Dataset entries
*** Block opens ***
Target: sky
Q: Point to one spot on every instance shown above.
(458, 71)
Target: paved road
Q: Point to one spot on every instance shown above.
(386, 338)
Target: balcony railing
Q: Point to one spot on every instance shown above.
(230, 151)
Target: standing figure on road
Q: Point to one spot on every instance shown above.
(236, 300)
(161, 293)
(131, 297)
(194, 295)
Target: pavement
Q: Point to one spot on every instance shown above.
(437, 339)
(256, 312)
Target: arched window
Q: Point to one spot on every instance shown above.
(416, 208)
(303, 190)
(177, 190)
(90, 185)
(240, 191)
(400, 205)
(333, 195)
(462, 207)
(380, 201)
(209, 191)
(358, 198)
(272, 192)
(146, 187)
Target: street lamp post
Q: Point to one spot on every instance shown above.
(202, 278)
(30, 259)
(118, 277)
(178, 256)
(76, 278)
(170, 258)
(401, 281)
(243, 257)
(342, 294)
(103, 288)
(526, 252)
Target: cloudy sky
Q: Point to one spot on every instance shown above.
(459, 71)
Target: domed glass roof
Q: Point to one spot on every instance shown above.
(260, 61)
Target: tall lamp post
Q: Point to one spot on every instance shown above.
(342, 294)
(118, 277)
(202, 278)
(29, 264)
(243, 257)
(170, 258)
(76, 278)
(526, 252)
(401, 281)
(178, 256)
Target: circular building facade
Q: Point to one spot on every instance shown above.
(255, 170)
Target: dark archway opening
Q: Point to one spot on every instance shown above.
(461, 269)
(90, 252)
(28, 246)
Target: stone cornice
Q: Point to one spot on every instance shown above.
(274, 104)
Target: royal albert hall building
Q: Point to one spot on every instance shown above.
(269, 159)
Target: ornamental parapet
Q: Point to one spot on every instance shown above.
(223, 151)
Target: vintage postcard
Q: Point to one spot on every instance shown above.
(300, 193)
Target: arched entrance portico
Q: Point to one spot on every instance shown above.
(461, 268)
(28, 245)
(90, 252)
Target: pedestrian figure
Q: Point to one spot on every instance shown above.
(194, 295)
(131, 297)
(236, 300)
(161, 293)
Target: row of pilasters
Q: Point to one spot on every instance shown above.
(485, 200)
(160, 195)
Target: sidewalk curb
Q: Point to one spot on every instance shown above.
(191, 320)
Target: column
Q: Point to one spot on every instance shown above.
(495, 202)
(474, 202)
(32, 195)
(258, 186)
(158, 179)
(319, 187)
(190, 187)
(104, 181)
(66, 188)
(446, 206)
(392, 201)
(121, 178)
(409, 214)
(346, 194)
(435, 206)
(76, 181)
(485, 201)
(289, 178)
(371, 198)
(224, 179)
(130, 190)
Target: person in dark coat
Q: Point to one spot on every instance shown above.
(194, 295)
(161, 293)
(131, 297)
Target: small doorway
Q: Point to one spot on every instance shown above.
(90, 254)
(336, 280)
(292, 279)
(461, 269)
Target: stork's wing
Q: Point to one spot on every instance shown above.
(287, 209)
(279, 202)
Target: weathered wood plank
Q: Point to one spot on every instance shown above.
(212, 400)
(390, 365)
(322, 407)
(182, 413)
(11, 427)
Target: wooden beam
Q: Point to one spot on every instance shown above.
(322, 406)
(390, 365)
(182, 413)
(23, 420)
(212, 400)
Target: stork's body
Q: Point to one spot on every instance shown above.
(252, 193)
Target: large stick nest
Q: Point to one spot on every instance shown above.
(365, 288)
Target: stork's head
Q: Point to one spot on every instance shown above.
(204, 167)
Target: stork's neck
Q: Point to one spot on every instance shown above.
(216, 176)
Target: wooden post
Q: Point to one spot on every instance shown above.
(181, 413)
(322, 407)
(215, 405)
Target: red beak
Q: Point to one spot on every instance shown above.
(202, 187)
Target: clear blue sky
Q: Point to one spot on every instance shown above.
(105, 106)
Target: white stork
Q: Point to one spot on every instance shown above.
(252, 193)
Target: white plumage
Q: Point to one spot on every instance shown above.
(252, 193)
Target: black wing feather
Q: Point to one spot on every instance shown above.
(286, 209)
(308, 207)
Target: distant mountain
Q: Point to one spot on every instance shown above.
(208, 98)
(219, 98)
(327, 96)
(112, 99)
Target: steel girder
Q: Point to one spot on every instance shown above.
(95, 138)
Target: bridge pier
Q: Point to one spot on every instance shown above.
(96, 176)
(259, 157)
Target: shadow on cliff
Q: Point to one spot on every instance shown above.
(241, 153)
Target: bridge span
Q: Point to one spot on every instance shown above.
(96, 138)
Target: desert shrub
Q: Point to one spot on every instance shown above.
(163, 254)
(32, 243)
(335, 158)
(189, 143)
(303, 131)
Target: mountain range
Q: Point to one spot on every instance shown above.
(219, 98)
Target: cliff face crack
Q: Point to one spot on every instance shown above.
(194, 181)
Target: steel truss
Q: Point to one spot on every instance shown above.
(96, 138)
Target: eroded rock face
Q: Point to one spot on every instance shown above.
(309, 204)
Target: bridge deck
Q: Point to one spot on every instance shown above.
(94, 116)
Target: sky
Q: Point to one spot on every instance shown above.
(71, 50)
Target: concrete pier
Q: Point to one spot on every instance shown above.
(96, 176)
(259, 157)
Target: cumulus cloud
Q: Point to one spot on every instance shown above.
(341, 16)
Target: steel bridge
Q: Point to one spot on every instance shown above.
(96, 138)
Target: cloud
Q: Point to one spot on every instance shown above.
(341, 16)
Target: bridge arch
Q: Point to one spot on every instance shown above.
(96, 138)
*** Block closes ***
Above are the records; repeat exactly the lines from the one holding "Target: pedestrian figure" down to the one holding "Target: column", end lines included.

Target: pedestrian figure
Q: Point to one spot on every instance shown above.
(194, 295)
(131, 297)
(236, 300)
(161, 293)
Target: row of pilasters
Q: Point to one spot on every instance shown above.
(485, 200)
(160, 195)
Target: sidewalk curb
Q: Point to one spot on every instance shown above.
(191, 320)
Target: column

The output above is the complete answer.